▶ **THE TASK**
Write out the lines below word for word, beginning at the start of the rows and continuing through the line that contains "box: [275, 206, 397, 337]", with that line included.

▶ **INFORMATION PROVIDED**
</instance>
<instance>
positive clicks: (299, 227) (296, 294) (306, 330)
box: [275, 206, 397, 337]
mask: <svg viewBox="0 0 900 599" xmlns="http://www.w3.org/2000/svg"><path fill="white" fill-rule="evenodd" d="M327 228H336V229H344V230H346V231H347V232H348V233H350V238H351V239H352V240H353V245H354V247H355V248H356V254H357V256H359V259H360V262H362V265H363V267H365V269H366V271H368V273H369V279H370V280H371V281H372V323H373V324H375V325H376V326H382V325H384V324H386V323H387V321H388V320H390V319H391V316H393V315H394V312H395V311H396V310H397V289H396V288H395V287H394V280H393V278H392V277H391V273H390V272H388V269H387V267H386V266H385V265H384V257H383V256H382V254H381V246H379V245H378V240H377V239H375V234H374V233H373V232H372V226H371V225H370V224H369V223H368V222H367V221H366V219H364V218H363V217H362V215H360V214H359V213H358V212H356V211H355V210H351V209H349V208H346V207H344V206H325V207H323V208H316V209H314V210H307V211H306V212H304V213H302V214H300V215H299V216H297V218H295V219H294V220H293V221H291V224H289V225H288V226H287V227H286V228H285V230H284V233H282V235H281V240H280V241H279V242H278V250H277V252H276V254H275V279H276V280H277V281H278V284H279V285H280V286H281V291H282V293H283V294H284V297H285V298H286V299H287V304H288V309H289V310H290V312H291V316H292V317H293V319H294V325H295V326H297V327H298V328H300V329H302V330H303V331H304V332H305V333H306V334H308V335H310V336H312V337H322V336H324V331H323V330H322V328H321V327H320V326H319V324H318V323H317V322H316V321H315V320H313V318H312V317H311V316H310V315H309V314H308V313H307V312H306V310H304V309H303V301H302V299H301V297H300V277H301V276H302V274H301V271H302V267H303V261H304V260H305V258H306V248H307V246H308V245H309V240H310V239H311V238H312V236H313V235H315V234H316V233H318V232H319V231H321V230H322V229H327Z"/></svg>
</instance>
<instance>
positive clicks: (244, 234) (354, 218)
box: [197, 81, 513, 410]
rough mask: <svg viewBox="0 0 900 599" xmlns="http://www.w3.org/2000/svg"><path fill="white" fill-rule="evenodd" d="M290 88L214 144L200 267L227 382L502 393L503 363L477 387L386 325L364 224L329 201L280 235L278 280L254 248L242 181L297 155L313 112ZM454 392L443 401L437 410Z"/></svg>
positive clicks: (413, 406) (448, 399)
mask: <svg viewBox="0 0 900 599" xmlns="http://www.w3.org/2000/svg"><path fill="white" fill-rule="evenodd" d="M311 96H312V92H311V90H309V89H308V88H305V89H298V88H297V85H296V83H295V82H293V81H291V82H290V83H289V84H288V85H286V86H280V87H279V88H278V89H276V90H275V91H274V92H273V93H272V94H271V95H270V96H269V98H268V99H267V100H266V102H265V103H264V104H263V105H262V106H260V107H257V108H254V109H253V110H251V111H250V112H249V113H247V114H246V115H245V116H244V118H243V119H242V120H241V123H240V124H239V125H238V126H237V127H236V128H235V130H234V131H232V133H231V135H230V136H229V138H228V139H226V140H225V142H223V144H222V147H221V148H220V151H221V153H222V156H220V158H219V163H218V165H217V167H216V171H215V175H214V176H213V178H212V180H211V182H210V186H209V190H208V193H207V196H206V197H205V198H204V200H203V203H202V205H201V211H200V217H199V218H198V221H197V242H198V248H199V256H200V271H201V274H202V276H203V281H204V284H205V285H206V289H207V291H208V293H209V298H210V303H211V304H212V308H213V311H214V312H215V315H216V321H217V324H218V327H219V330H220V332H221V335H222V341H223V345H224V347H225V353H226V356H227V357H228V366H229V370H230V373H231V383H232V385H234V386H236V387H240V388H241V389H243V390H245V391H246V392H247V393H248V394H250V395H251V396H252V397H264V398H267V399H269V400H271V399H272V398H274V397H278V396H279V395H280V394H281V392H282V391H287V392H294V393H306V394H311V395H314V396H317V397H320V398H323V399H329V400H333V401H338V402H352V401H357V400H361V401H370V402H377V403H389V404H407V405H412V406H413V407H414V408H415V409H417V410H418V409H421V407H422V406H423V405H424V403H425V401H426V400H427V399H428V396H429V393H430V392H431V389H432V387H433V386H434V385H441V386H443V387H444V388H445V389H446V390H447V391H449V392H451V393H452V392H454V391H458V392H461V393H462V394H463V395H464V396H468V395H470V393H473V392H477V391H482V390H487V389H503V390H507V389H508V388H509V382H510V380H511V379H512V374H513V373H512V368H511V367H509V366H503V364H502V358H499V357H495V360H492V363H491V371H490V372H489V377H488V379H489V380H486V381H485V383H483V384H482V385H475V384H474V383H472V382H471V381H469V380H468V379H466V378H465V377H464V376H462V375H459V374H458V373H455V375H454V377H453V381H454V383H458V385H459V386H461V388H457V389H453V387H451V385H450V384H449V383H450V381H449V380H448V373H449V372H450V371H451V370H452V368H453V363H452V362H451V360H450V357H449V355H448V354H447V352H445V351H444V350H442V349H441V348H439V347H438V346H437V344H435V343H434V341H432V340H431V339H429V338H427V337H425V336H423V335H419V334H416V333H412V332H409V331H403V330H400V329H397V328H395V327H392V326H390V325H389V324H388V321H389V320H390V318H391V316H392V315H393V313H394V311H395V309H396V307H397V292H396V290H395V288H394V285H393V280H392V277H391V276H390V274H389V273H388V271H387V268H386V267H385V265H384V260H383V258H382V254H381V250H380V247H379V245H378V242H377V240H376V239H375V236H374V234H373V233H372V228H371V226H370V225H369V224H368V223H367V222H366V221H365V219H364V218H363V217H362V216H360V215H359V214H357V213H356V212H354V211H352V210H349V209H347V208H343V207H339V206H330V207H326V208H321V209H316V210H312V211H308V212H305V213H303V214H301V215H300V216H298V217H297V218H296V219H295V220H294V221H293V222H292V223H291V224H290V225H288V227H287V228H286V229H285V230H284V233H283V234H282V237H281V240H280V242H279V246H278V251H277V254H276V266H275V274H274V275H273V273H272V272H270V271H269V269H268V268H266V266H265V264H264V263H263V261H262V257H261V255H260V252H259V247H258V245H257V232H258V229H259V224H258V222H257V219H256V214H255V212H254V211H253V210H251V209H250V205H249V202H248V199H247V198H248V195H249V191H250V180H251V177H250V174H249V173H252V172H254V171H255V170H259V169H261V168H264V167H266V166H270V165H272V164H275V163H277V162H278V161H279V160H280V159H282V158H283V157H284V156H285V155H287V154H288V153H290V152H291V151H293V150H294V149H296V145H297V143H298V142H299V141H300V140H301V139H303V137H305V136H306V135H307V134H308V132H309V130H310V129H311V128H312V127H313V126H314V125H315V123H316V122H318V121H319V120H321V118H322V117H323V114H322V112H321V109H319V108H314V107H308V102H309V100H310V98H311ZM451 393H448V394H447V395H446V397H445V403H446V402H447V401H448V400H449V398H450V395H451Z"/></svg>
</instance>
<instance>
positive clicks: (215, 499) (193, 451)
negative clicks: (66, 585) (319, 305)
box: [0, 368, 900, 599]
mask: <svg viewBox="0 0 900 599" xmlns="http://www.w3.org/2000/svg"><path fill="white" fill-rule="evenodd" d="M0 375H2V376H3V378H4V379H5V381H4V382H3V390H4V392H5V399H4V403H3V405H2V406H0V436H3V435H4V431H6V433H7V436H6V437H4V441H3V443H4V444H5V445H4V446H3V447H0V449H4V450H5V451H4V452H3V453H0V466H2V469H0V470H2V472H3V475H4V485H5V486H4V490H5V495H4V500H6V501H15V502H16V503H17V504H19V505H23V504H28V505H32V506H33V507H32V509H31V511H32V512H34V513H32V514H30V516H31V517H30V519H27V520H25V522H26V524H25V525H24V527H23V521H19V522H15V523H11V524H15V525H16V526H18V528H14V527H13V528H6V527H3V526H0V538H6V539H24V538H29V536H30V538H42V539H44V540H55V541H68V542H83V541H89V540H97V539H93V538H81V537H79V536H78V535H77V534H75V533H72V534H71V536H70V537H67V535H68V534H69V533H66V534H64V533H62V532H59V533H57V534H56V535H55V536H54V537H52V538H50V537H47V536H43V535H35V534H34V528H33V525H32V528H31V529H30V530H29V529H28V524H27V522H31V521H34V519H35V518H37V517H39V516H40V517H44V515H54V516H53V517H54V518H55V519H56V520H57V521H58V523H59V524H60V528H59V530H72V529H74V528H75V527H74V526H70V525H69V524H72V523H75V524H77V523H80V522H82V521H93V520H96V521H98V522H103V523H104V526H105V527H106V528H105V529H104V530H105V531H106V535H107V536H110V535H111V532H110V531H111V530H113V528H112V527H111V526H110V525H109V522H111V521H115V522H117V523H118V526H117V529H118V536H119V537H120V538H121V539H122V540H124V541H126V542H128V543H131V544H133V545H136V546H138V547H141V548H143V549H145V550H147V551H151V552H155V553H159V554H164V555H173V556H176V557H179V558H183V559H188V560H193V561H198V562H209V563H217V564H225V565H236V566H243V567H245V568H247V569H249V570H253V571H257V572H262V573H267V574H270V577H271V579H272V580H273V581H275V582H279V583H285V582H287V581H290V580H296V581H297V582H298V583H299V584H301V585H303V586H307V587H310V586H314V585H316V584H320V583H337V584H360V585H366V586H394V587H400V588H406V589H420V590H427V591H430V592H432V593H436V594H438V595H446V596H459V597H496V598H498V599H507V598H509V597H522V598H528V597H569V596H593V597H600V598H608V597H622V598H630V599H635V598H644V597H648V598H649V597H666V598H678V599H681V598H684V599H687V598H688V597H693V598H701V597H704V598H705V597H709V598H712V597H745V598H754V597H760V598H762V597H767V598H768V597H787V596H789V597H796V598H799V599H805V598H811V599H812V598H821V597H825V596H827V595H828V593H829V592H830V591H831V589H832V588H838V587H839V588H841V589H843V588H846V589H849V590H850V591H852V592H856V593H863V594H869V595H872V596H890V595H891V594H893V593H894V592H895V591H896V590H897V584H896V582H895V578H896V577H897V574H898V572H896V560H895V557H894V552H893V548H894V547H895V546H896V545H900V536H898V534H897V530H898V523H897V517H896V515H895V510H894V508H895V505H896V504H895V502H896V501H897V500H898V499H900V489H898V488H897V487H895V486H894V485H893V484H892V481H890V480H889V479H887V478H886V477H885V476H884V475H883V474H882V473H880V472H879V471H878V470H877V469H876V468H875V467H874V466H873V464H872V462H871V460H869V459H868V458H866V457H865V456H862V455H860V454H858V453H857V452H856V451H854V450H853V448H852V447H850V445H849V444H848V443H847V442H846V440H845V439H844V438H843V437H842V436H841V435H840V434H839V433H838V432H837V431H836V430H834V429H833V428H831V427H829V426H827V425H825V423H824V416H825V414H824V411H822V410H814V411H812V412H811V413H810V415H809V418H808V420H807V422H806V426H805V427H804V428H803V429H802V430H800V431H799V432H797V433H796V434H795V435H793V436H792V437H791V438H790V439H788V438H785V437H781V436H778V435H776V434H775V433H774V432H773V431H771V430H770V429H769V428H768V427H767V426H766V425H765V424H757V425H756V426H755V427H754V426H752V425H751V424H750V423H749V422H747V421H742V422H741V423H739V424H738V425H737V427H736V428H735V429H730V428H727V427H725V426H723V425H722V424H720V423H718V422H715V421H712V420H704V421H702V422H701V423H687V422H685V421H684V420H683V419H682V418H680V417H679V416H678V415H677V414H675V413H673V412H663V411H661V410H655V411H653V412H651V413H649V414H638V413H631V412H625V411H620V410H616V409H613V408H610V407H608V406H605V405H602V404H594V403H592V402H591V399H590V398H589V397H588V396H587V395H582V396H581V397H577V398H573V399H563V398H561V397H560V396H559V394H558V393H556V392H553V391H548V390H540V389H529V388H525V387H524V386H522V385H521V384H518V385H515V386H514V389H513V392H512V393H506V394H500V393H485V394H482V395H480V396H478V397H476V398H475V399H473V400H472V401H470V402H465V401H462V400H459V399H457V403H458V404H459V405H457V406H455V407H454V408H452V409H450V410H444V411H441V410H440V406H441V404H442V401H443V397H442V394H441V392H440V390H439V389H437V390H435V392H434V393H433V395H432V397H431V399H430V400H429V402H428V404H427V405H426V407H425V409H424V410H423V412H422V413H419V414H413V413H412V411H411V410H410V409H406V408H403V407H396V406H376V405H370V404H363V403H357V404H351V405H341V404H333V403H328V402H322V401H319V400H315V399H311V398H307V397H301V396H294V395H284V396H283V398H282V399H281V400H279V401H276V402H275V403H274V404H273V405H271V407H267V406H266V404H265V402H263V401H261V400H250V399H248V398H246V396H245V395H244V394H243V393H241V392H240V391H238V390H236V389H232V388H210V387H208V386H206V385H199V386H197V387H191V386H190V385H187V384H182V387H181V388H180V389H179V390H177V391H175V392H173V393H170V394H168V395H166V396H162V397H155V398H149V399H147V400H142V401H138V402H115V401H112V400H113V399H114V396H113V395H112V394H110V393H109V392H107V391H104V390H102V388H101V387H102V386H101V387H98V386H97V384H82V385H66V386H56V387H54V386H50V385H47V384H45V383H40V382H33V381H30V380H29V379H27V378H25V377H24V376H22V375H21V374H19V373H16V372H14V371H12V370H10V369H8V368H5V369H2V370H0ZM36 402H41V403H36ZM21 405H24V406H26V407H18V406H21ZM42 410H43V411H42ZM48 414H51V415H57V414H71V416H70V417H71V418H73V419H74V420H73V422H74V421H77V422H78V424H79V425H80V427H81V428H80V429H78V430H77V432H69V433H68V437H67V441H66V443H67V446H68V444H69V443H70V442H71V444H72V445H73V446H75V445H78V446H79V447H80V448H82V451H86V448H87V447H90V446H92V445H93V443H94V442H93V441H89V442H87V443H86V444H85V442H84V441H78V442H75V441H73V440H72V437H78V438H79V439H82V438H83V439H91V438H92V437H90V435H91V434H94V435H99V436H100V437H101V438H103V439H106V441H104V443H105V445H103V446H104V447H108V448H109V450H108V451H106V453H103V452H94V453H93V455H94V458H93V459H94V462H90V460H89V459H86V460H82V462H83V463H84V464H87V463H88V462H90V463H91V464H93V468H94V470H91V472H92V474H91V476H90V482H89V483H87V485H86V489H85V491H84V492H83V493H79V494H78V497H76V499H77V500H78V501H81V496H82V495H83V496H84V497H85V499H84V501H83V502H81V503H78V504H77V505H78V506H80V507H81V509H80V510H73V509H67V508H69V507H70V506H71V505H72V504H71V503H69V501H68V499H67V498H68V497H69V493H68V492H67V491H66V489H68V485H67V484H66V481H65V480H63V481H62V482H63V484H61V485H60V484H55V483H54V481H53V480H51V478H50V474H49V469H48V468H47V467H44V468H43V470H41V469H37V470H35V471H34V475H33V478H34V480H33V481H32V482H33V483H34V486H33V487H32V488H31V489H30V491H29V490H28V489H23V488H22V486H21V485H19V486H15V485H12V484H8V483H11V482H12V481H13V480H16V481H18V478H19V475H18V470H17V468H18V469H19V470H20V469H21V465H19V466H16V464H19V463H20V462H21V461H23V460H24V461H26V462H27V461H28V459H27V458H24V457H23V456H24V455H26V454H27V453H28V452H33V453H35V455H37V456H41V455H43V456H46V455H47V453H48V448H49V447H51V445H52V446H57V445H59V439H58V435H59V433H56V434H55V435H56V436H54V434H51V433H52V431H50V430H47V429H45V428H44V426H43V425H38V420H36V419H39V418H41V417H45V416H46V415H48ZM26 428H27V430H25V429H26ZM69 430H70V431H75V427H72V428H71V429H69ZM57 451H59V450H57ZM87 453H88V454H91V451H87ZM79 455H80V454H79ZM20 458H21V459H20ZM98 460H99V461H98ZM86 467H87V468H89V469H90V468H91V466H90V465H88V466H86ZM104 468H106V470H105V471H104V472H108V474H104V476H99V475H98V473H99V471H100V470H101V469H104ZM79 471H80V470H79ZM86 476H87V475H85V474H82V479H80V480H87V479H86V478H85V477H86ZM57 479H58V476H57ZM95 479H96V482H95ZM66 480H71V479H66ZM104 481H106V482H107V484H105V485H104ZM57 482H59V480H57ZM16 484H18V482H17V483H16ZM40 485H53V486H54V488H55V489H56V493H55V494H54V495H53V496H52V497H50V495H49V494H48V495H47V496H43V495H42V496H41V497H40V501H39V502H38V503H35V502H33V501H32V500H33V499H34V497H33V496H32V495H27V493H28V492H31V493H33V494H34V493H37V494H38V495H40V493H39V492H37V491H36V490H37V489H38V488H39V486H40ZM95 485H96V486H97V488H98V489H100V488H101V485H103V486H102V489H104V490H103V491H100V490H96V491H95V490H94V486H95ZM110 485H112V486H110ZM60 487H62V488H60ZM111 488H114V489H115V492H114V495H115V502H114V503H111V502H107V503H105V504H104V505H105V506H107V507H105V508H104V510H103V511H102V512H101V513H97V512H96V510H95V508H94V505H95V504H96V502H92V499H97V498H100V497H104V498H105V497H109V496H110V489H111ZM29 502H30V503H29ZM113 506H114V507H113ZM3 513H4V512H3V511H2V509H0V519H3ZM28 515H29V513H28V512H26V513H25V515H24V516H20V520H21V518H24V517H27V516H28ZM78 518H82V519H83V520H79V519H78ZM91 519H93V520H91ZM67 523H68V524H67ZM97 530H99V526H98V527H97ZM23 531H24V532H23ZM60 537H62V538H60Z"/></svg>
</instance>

▶ **RESULT**
</instance>
<instance>
positive clicks: (299, 227) (296, 294) (306, 330)
box: [275, 206, 397, 337]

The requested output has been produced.